(Point localization data)
#####

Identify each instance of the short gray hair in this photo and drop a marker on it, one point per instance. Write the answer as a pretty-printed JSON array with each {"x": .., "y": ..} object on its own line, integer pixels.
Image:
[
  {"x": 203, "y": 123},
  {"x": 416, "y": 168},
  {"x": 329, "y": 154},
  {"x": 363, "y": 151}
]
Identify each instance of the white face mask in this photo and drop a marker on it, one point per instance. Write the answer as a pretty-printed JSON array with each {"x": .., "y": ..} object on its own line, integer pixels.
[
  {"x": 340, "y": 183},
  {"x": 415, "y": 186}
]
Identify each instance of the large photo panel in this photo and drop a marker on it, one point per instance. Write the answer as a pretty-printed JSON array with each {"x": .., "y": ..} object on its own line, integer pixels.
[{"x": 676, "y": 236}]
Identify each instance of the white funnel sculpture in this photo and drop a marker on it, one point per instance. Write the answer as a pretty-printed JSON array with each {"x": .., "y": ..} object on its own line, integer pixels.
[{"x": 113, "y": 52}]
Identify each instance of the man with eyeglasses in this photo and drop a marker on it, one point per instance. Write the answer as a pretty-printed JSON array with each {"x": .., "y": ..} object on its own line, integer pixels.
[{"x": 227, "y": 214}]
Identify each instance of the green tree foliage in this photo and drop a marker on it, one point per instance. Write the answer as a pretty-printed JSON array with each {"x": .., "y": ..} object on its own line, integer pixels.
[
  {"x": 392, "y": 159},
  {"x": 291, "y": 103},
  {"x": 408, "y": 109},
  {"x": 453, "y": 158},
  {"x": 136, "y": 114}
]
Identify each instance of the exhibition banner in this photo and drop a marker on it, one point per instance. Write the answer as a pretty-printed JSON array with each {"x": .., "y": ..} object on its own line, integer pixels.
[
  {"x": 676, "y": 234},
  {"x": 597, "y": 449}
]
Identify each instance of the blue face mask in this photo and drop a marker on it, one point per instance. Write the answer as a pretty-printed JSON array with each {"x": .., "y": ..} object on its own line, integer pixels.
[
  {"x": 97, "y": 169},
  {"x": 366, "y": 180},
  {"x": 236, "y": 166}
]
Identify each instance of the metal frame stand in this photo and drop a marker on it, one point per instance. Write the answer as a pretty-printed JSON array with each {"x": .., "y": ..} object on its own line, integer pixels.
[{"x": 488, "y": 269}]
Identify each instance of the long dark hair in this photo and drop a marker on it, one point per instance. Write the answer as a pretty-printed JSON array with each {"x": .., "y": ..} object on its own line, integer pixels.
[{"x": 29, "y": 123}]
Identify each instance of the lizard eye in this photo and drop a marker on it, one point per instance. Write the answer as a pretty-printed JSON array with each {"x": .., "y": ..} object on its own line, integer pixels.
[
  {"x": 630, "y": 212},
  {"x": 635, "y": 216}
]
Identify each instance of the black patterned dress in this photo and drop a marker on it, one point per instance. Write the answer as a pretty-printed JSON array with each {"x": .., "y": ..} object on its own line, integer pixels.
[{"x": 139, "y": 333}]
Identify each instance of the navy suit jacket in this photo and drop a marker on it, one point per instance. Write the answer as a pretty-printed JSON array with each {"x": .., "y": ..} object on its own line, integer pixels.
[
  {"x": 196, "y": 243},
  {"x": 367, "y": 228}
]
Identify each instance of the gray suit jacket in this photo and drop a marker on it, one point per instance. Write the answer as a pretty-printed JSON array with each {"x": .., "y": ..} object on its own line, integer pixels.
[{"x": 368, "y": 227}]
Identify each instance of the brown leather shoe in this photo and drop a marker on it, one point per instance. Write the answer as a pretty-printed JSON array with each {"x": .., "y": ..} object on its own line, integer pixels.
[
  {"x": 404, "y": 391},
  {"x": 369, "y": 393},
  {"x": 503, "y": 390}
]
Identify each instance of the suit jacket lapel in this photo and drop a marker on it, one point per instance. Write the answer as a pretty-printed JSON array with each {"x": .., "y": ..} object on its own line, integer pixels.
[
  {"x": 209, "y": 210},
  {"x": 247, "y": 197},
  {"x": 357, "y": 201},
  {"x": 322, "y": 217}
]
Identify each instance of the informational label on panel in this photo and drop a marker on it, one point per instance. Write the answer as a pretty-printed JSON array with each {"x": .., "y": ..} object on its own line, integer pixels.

#####

Reproduce the data in full, precisely as given.

Identify each instance of the short gray hair in this photo and drop a marker on it, one point per instance. Write the answer as a pretty-printed JSON array with each {"x": .., "y": ..} object on its own line, integer pixels.
Image:
[
  {"x": 203, "y": 123},
  {"x": 416, "y": 168},
  {"x": 329, "y": 154},
  {"x": 363, "y": 151}
]
Identify each instance of the white face mask in this photo and drop a marker on it, one point per instance. Write the answer as a pretty-printed JSON array with each {"x": .., "y": ..} object on its own line, integer pixels.
[
  {"x": 340, "y": 183},
  {"x": 415, "y": 186}
]
Identify each instance of the large photo panel in this photo and drop a marker on it, one point per instance. Write the answer as a pretty-printed JSON array with each {"x": .., "y": ..} object on its own line, integer pixels.
[{"x": 676, "y": 236}]
Identify each instance of the white funnel sculpture in this photo and drop a marker on it, one point per instance. Write the answer as a pretty-printed JSON array with each {"x": .., "y": ..} object on its own line, integer pixels.
[{"x": 113, "y": 52}]
Identify each instance of the man with eyeglasses in this photo and drop a marker on it, one point per instance. Write the answer as a pretty-printed JSON array with each {"x": .., "y": ..} object on its own line, integer pixels.
[{"x": 227, "y": 214}]
Identify each instance of the green tree foliage in this photo and drop a marker on it, one point per instance. Write the answer as a pretty-printed JSON array with each {"x": .., "y": ..} object on its own line, integer pixels.
[
  {"x": 392, "y": 159},
  {"x": 291, "y": 103},
  {"x": 408, "y": 109},
  {"x": 453, "y": 158},
  {"x": 136, "y": 114}
]
Identify each instance of the exhibition banner in this photo and drop a marker on it, one point per instance. Write the answer as a pretty-printed JSON array with each {"x": .., "y": ..} object on its own line, integer pixels.
[
  {"x": 676, "y": 234},
  {"x": 597, "y": 449}
]
Identify each instance of the blue face mask in this photo and drop a marker on it, one point per instance. Write the answer as a pretty-printed JSON array with each {"x": .., "y": ..} object on its own line, integer pixels.
[
  {"x": 97, "y": 169},
  {"x": 366, "y": 180},
  {"x": 236, "y": 166}
]
Identify each instance of the metal frame stand in this photo and drop a marker on it, one point per instance. Write the answer as a pretty-printed JSON array with each {"x": .., "y": ..} object on its own line, integer pixels.
[{"x": 488, "y": 269}]
Identify each instance of the long dark hair in this photo and drop a marker on it, one point per instance. Write the answer as a pretty-printed JSON array with each {"x": .., "y": ..} object on its own line, integer pixels.
[{"x": 29, "y": 123}]
Identify each instance of the lizard eye in this photo and drop a marker on it, one point per instance. Write the answer as a pretty-printed JSON array with each {"x": .., "y": ..} object on its own line, integer pixels.
[
  {"x": 630, "y": 212},
  {"x": 635, "y": 216}
]
Identify each instance of the black patterned dress in this photo and drop a marker on it, one point per instance. Write the answer as a pretty-printed JSON array with each {"x": .., "y": ..} object on its own line, integer pixels.
[{"x": 139, "y": 333}]
Identify each instance of the navy suit jacket in this photo and drop a marker on it, one point per instance. Write the answer as a pretty-printed JSON array with each {"x": .., "y": ..} object on its own line, integer pixels.
[
  {"x": 196, "y": 243},
  {"x": 367, "y": 228}
]
Identify each instance of the gray suit jacket in this photo and drop a marker on it, one point per instance. Write the answer as a pretty-printed JSON array with each {"x": .., "y": ..} object on its own line, integer pixels.
[{"x": 368, "y": 227}]
Identify each instance of the brown leather shoe in this photo and drop a marker on it, one point per instance. Write the answer as a pretty-printed JSON array with each {"x": .., "y": ..} object on its own line, integer pixels.
[
  {"x": 404, "y": 391},
  {"x": 369, "y": 393},
  {"x": 503, "y": 390}
]
Identify each instance of the suit jacket lapel in this photo and drop a marker on it, one point per instance. Write the answer as a pretty-printed JSON array with each {"x": .., "y": ..} object on its own line, integer pixels.
[
  {"x": 209, "y": 210},
  {"x": 247, "y": 197},
  {"x": 357, "y": 201},
  {"x": 322, "y": 217}
]
Identify each instance of the informational label on panel in this photo and drop a marker on it, one point per instance. Write the answer as a pretty-printed JSON array with each {"x": .., "y": ..} object on its own line, integer pixels.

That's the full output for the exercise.